[Document passage Boundary: Start]
About Christians Losing the Culture War

I have recently encountered several articles in which Christian writers talk about losing the culture war. This post focuses on a prominent example: an article in Time by Mary Eberstadt titled “Regular Christians Are No Longer Welcome in American Culture.” Eberstadt is promoting her book and, as this post demonstrates, she peddles falsehoods to excite the persecution narrative and stimulate sales.

I felt that Eberstadt’s title started off a bit strangely. What, exactly, is a “regular Christian”? Her article said she was referring to “American Christians who lean in toward traditionalism,” and she immediately restated that as “Traditional American Christians.”

But what is “traditional”? The answer is, it depends. For example, according to History.com, Rhode Island was founded by Roger Williams in 1636 as a religious sanctuary against “the orthodoxy of New England Puritanism.” It seems the Puritans were the original “traditional American Christians.” But a funny thing has happened since then: they have pretty much vanished, being remembered nowadays as just one source upon which other Christian denominations draw.

Today, Baptists and Catholics would surely be considered “traditional American Christians” — and yet these were actually among the nontraditional types rejected by the Puritans. In this regard, Eberstadt made the mistake, common in Christian writing, of ignoring the history of her own religion. What was traditional in the 1600s is gone now; what is traditional now will probably be gone some day. That’s how it works. We don’t speak Middle English anymore; we don’t live in log cabins. Times change. The Baptists and the Catholics found a place in New England precisely because someone spoke up for those who were not the traditional American Christians of that time and place — just as Jesus did for the outcasts of his day.

As just noted, Eberstadt implies that the “Traditional American Christian” is a person who “leans in toward traditionalism.” But that’s not necessarily true. The Lutherans, Presbyterians, Episcopalians — these are among today’s mainstream, traditional Christian denominations in the United States. But being a traditional American Christian in that sense does not necessarily make a person a traditionalist in daily life. Among the members of those denominations, you don’t see much interest in, say, a Mormon-style emphasis on modest, traditional clothing. Nor do the teachings of the mainstream denominations necessarily result in mainstream beliefs among their members. Churchgoers often say they listen to the sermon, but don’t necessarily agree with everything in it. Silver (2013) offers research on atheists who attend churches for reasons of family, social connections, and church-related activities. From the Lutherans to the Jehovah’s Witnesses, Christianity’s thousands (some say tens of thousands) of denominations and sects exist because of the fact dramatized in the “West Wing” TV show: people feel entitled to pick and choose Bible passages, emphasizing those they like, and ignoring (or inventing alternate interpretations for) those they dislike.

Eberstadt is herself an example of this nontraditionalism among people who might claim to be traditional Christians. According to Family Life (Rainey, 2002), Eberstadt’s role as a married woman is supposed to be as follows:

  1. Be a helper to your husband.
[Document passage Boundary: End]
[Given information Boundary: Start]
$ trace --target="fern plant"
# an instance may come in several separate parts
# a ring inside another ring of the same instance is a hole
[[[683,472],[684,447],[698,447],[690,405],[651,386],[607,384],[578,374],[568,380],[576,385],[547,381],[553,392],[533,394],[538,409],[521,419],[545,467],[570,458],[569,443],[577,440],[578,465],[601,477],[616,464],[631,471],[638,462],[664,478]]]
[Given information Boundary: End]
= Exercise details =
In the passage about Christians losing the culture war, who founded Rhode Island, and in what year?

= Result for this task =
Roger Williams founded Rhode Island in 1636.